GIVEN REQUEST -
Rewrite the lines that open with the one containing "outline --target=dry grass" and close with the one containing "Mark the region of every instance of the dry", putting "withered grass" wherever "dry grass" appears and leaving everything else unchanged. Return only those lines.

THE INPUT -
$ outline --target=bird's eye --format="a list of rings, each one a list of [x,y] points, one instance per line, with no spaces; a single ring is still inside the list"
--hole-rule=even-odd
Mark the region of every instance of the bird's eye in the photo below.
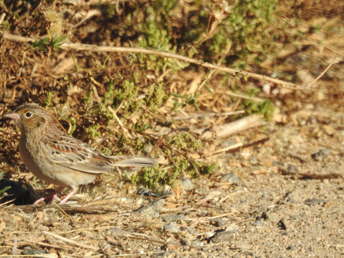
[[[30,118],[32,116],[32,113],[31,112],[26,112],[25,113],[25,117],[27,118]]]

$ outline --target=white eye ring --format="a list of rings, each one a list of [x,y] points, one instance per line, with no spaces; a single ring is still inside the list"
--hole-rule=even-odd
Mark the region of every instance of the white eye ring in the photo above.
[[[25,118],[30,118],[32,116],[32,113],[30,112],[27,112],[25,113]]]

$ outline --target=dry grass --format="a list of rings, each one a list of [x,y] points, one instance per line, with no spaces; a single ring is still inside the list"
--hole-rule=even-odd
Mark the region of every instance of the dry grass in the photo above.
[[[53,32],[58,37],[67,35],[69,42],[77,44],[126,47],[130,47],[132,42],[138,44],[127,34],[125,35],[128,38],[120,36],[121,33],[124,32],[120,26],[117,25],[119,23],[114,21],[115,18],[107,20],[104,18],[103,15],[106,14],[102,14],[100,11],[110,6],[101,4],[101,8],[99,9],[92,4],[80,6],[78,2],[69,2],[72,3],[69,5],[62,4],[59,1],[53,1],[51,6],[42,3],[38,7],[28,8],[26,12],[23,7],[11,6],[12,9],[7,9],[8,12],[2,24],[8,22],[11,25],[11,34],[25,38],[44,38]],[[120,6],[114,7],[116,14],[114,16],[120,17],[119,14],[124,15],[135,8],[133,4],[126,5],[125,2],[118,2]],[[309,6],[309,2],[304,1],[303,7],[295,7],[302,10],[300,15],[305,13],[304,8]],[[145,1],[142,4],[148,2]],[[187,12],[186,10],[192,7],[186,2],[183,4],[180,8],[184,12]],[[332,5],[328,6],[328,8]],[[290,7],[286,6],[280,8]],[[315,8],[313,6],[310,10]],[[11,10],[18,13],[19,17],[11,16],[9,11]],[[328,14],[329,11],[324,12]],[[136,15],[135,19],[138,20],[143,14],[140,11]],[[292,75],[295,76],[298,84],[304,85],[311,82],[299,78],[295,74],[299,70],[302,68],[314,79],[325,69],[335,56],[337,56],[338,60],[333,66],[339,74],[342,68],[336,66],[344,56],[344,37],[342,33],[337,33],[338,35],[334,38],[333,35],[340,30],[340,28],[335,26],[336,23],[342,21],[338,21],[337,17],[325,15],[322,18],[322,25],[319,30],[312,31],[310,28],[318,24],[318,21],[309,16],[307,22],[298,24],[294,24],[289,17],[279,17],[281,20],[288,21],[288,26],[293,30],[290,34],[284,35],[284,37],[276,41],[275,51],[267,54],[265,60],[257,65],[259,69],[255,71],[270,71],[271,73],[283,71],[285,73],[281,78],[284,80]],[[172,23],[179,29],[183,29],[185,24],[176,20],[178,17],[176,15],[173,18]],[[108,29],[105,26],[107,21],[112,22]],[[217,31],[216,25],[219,23],[210,18],[209,21],[209,32],[211,33],[205,36],[204,41]],[[112,36],[111,32],[116,30],[120,32],[116,36]],[[303,36],[298,35],[300,32],[303,32]],[[287,42],[289,38],[293,39],[291,43]],[[135,57],[142,58],[140,59],[144,61],[142,63],[135,58],[131,63],[132,55],[128,57],[127,54],[122,53],[75,49],[54,51],[51,47],[48,47],[46,51],[32,48],[25,50],[29,45],[22,42],[8,40],[4,37],[0,38],[0,116],[24,102],[39,103],[46,107],[60,121],[64,121],[67,130],[74,131],[73,136],[100,150],[110,154],[121,152],[143,155],[154,149],[154,146],[161,144],[152,154],[166,162],[166,165],[159,170],[165,169],[168,174],[172,175],[173,166],[178,159],[187,160],[191,164],[189,170],[193,170],[192,173],[182,171],[172,186],[154,185],[167,194],[163,198],[163,207],[148,216],[147,214],[133,213],[140,205],[147,204],[154,199],[135,195],[138,186],[128,181],[136,171],[121,171],[117,175],[102,176],[76,195],[79,205],[59,206],[53,204],[37,207],[2,205],[0,206],[2,241],[0,257],[22,257],[20,252],[29,247],[47,250],[49,254],[40,254],[39,256],[42,257],[148,257],[174,250],[178,250],[177,254],[182,253],[184,256],[199,254],[202,245],[209,241],[209,234],[252,219],[247,219],[249,215],[253,213],[248,204],[240,210],[228,209],[227,202],[240,194],[240,192],[236,191],[235,185],[220,179],[226,173],[229,166],[238,169],[240,178],[247,176],[247,174],[240,174],[240,169],[249,165],[248,161],[252,153],[259,154],[257,146],[268,145],[267,141],[273,130],[268,125],[265,128],[257,128],[267,124],[261,117],[246,116],[238,122],[237,116],[247,112],[245,109],[250,106],[249,103],[244,105],[243,103],[245,101],[261,103],[266,99],[269,99],[277,103],[277,108],[271,118],[273,121],[282,125],[298,122],[296,118],[293,119],[288,115],[288,112],[300,108],[295,99],[307,99],[316,103],[321,97],[319,92],[281,89],[279,85],[268,78],[264,80],[258,76],[247,80],[243,75],[245,74],[240,76],[224,75],[218,70],[209,71],[200,65],[191,65],[174,71],[173,66],[176,66],[176,63],[182,61],[190,62],[190,59],[182,58],[180,61],[162,57],[164,62],[173,64],[158,69],[151,68],[158,61],[151,61],[149,57],[142,57],[139,54]],[[279,46],[280,51],[276,51]],[[302,60],[306,61],[299,63],[300,56],[304,55],[308,57],[303,57]],[[202,60],[203,57],[200,54],[195,57]],[[223,57],[214,60],[214,63],[221,64]],[[316,62],[319,65],[315,69],[311,65]],[[182,66],[183,64],[179,64]],[[212,65],[211,68],[216,68]],[[253,65],[250,65],[252,67]],[[335,81],[326,77],[322,81],[325,85],[327,83],[334,85],[326,89],[333,94],[329,94],[330,97],[326,101],[333,102],[336,105],[334,108],[342,110],[342,104],[333,101],[342,97],[342,77],[338,75],[331,78],[334,78]],[[135,85],[139,85],[135,90],[137,95],[132,99],[128,97],[120,100],[116,107],[114,101],[106,102],[105,99],[111,80],[114,81],[114,92],[121,89],[126,80],[136,81]],[[267,84],[267,80],[270,83]],[[128,103],[133,105],[144,99],[149,94],[150,87],[156,89],[161,83],[162,90],[168,97],[158,106],[145,102],[137,110],[131,112],[131,108],[129,108],[128,112],[125,111]],[[267,84],[268,90],[255,96],[249,96],[247,92],[257,87],[264,89]],[[318,88],[319,85],[315,85]],[[237,87],[238,91],[234,92]],[[277,93],[274,94],[274,89],[277,89],[275,92]],[[175,108],[176,100],[180,102],[185,100],[170,95],[172,93],[194,97],[194,101]],[[156,102],[157,100],[161,100],[157,97]],[[193,104],[195,103],[199,111],[197,111]],[[250,119],[253,120],[249,120],[248,125],[245,122]],[[231,123],[234,120],[234,123]],[[163,126],[171,121],[169,127]],[[245,125],[234,131],[226,130],[240,122]],[[25,172],[18,151],[20,133],[9,125],[8,121],[1,120],[0,123],[0,166],[6,172],[4,177],[16,182],[22,179],[32,184],[34,189],[53,189],[53,186],[46,186]],[[147,125],[149,126],[144,127]],[[183,145],[184,142],[177,145],[181,143],[176,142],[175,139],[170,139],[171,142],[175,142],[175,145],[169,145],[165,138],[161,141],[164,136],[174,129],[177,130],[169,136],[180,136],[182,132],[178,129],[185,127],[190,129],[188,132],[190,136],[187,139],[195,139],[190,140],[192,142],[189,143],[186,147]],[[125,140],[121,144],[118,144],[122,139],[122,136]],[[191,150],[192,144],[195,144],[199,139],[201,140],[201,148],[195,147]],[[143,147],[139,142],[143,143]],[[235,150],[232,149],[234,148]],[[238,152],[241,155],[238,154]],[[267,166],[272,165],[272,159],[264,160]],[[219,164],[218,169],[209,176],[201,175],[198,164],[212,164],[214,161]],[[275,166],[272,171],[277,173],[278,169]],[[140,173],[142,172],[139,172],[139,175]],[[267,172],[260,169],[252,173],[255,174]],[[182,175],[196,178],[193,180],[194,189],[187,191],[183,189],[179,181]],[[43,193],[46,192],[44,191]],[[164,216],[172,215],[185,216],[171,222],[164,221]],[[227,223],[215,225],[212,219],[217,218],[224,218]],[[170,224],[178,228],[184,227],[183,229],[176,233],[173,231],[173,227],[172,229],[166,227]],[[199,245],[184,249],[181,247],[181,242],[189,240],[193,243],[195,239]],[[186,246],[183,245],[183,246]],[[25,256],[31,257],[29,255]]]

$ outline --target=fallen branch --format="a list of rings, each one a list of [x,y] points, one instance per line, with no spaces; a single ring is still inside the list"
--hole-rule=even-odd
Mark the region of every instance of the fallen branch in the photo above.
[[[21,36],[14,35],[10,33],[0,31],[2,37],[8,40],[12,40],[18,42],[30,43],[34,42],[38,40],[38,39],[23,37]],[[93,52],[117,52],[119,53],[138,53],[147,55],[155,55],[166,57],[170,57],[182,60],[186,63],[198,65],[204,67],[218,71],[226,72],[233,75],[239,75],[244,77],[252,78],[264,80],[267,82],[271,82],[280,85],[282,87],[289,88],[295,89],[302,89],[304,87],[302,85],[295,84],[292,83],[287,82],[276,78],[273,78],[266,75],[253,73],[250,73],[238,69],[223,67],[219,65],[213,64],[197,59],[190,58],[186,56],[167,52],[164,52],[158,50],[144,49],[137,47],[122,47],[99,46],[95,45],[88,45],[79,43],[64,43],[60,47],[64,49],[75,49],[77,50],[87,50]]]

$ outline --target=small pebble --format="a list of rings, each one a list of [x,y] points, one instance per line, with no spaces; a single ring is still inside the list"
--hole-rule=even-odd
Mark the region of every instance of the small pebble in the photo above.
[[[298,172],[297,168],[295,166],[294,166],[293,165],[291,165],[288,166],[288,167],[287,168],[287,170],[289,172],[297,173]]]
[[[239,176],[235,173],[226,174],[221,177],[221,179],[226,180],[229,183],[236,183],[239,181]]]
[[[161,217],[163,221],[166,222],[172,222],[172,221],[176,221],[184,219],[186,217],[183,214],[179,215],[165,215]]]
[[[180,183],[183,189],[185,190],[191,190],[195,189],[192,182],[189,179],[183,176],[180,180]]]
[[[165,232],[178,233],[179,232],[179,227],[175,224],[170,223],[165,225],[164,227],[164,230]]]
[[[320,151],[312,154],[311,157],[313,160],[316,161],[321,161],[323,160],[323,154]]]
[[[252,225],[254,226],[255,226],[256,227],[265,227],[266,226],[266,224],[259,219],[257,219],[252,223]]]
[[[220,232],[217,233],[210,240],[213,244],[221,242],[230,242],[234,239],[235,234],[232,232]]]
[[[314,205],[323,205],[327,202],[324,200],[321,200],[317,198],[311,198],[307,200],[308,205],[313,206]]]
[[[324,155],[330,155],[330,150],[327,149],[322,149],[319,151],[319,152],[321,152]]]

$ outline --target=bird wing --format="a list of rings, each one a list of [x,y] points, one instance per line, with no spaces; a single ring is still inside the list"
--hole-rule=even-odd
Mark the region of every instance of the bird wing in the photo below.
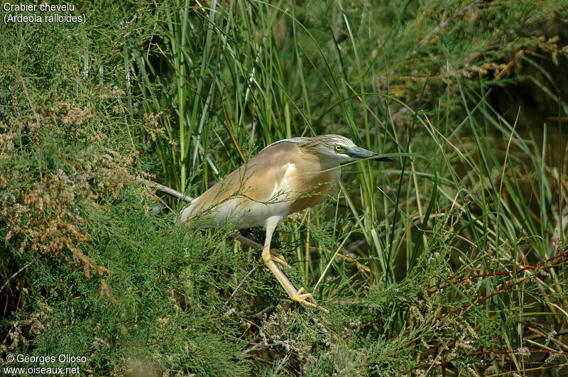
[[[239,227],[248,227],[263,225],[268,215],[275,212],[285,215],[290,203],[278,193],[298,147],[297,143],[283,141],[263,149],[195,199],[182,212],[178,222],[203,214],[210,217],[205,226],[229,220]]]

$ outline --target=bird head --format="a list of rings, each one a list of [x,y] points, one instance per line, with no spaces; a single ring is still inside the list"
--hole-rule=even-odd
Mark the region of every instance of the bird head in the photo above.
[[[306,138],[300,146],[317,153],[330,165],[339,165],[370,158],[373,158],[373,160],[376,161],[393,161],[388,157],[378,157],[377,153],[359,147],[350,139],[339,135]]]

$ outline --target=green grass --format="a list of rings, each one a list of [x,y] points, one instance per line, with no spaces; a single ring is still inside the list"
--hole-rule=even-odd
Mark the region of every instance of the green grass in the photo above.
[[[567,5],[86,3],[84,27],[6,26],[0,357],[565,374]],[[233,229],[174,226],[185,204],[138,179],[195,197],[324,133],[395,160],[345,167],[273,238],[329,313],[291,303]]]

REPLY TO THE EXERCISE -
$ outline --target=withered grass --format="a list of rings, each one a list of [x,y] points, one instance per line, with no spaces; a single ring is still inside the list"
--hole-rule=even-odd
Mark the region of every instance of the withered grass in the photo above.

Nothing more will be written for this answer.